▽

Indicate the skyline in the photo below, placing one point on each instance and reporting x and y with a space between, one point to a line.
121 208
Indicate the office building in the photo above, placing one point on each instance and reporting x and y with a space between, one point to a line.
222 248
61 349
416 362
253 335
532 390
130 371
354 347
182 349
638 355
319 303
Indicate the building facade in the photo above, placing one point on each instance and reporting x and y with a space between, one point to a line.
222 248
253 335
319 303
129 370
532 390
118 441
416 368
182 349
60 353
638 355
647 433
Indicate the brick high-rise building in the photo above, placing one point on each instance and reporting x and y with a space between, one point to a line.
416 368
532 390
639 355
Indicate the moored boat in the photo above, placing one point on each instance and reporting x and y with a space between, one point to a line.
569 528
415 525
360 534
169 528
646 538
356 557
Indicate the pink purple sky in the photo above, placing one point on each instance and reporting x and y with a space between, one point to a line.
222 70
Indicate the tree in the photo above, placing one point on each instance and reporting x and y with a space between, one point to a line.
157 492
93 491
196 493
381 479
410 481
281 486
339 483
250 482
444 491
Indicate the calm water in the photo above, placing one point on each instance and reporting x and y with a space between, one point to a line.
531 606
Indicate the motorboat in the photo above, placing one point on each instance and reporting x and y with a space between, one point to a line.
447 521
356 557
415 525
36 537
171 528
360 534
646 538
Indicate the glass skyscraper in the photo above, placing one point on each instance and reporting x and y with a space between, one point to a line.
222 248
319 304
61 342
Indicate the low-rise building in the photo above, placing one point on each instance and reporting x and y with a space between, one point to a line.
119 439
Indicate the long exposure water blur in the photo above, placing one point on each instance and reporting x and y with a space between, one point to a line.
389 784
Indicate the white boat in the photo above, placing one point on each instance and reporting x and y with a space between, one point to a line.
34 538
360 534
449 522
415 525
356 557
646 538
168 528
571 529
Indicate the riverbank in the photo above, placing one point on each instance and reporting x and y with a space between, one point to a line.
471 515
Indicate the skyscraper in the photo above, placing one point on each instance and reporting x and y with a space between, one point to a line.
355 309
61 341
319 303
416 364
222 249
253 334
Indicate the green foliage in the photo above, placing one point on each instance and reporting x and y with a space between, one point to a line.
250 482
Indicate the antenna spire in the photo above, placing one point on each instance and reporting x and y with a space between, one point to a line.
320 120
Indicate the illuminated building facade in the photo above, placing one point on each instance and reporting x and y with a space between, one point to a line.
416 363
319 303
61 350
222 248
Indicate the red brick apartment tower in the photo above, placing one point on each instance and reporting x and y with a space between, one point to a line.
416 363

△

▶ _Exercise goal_: Write out all the entries above again, switching "Indicate" to "Mark" everywhere and leaving everything else as it is.

▶ _Response to the exercise_:
Mark the skyline in the photo below, placing one point on each instance and reporting x and y with a space between, one point to a line.
121 208
Mark the office building in the photo above, placing one point on each instance and reporting x and y with a space between, one point to a line.
222 248
61 349
416 362
253 335
532 390
130 371
354 347
182 349
638 355
319 303
Mark the building facade in the photo above, placing one point on each instance and reporting x and y with a space between, one point to a line.
222 248
253 335
319 303
129 370
532 390
118 441
416 368
182 349
60 353
638 355
647 433
Mark the brick high-rise building in the photo above, placing one point on each instance and reporting x and y with a space between, one point to a line.
416 368
532 390
639 355
Mark the moored boat in the photo above, placing one point on each instance and reporting x and y with a space between, one point to a line.
569 528
415 525
360 534
169 528
646 538
356 557
Mark the pink purple sky in the photo above, placing one point on each instance and reporting x and y with a space between, one point to a line.
222 70
Mark the tree in the photo above, placing one point on each instance and reporting x and y with a space between, one point to a line.
157 492
93 491
196 493
381 479
410 481
281 486
339 483
250 482
444 491
Mark the calm water in the photo above, placing one point on each instance and reporting x and y with a space between, one point to a line.
531 606
Mark the motorboat in the photo above, placing one point on each instance and reporting x and y with a space between, one point to a line.
447 521
356 557
415 525
36 537
171 528
360 534
646 538
Mark the glass skyscraper in the photo above, placing one point on each instance and reporting x and y with a space between, one point to a line.
222 248
319 304
61 342
Mark the low-rise building in the photo above, placing one point on each instance and reporting x and y with a space between, one point to a line.
119 439
Mark the long exposure water blur in the photo above, placing one point on each instance and reporting x and y with a space between, one point to a line.
389 784
Mark the white boat in the photo above, placing one point on each instance and reporting x and y with a space between, one point to a line.
34 538
360 534
449 522
415 525
356 557
646 538
168 528
571 529
Mark the riverbank in the photo above, placing one point on each instance and reporting x and y with a space between, one point to a line.
471 515
Mark the skyscraper in the photo above, placing one point on each instance and reporting x and y with a space between, one point to a line.
355 309
61 341
319 303
416 364
222 249
253 334
Mark the green foliage in the photo above, placing one point on each instance and reporting x and y with a space between, one point to a line.
250 482
Mark the antenna spire in the photo above, placing one point on each instance and reporting x and y with a space between, one point to a line.
320 120
Mark the illuminated building facade in the photo above, placing one point on each instance and reporting x and y with a space between, one point to a line.
416 363
319 303
61 350
222 248
Mark the red brick apartment tower in the photo above, placing one point on each instance and reporting x and y with a space between, one point to a line.
416 363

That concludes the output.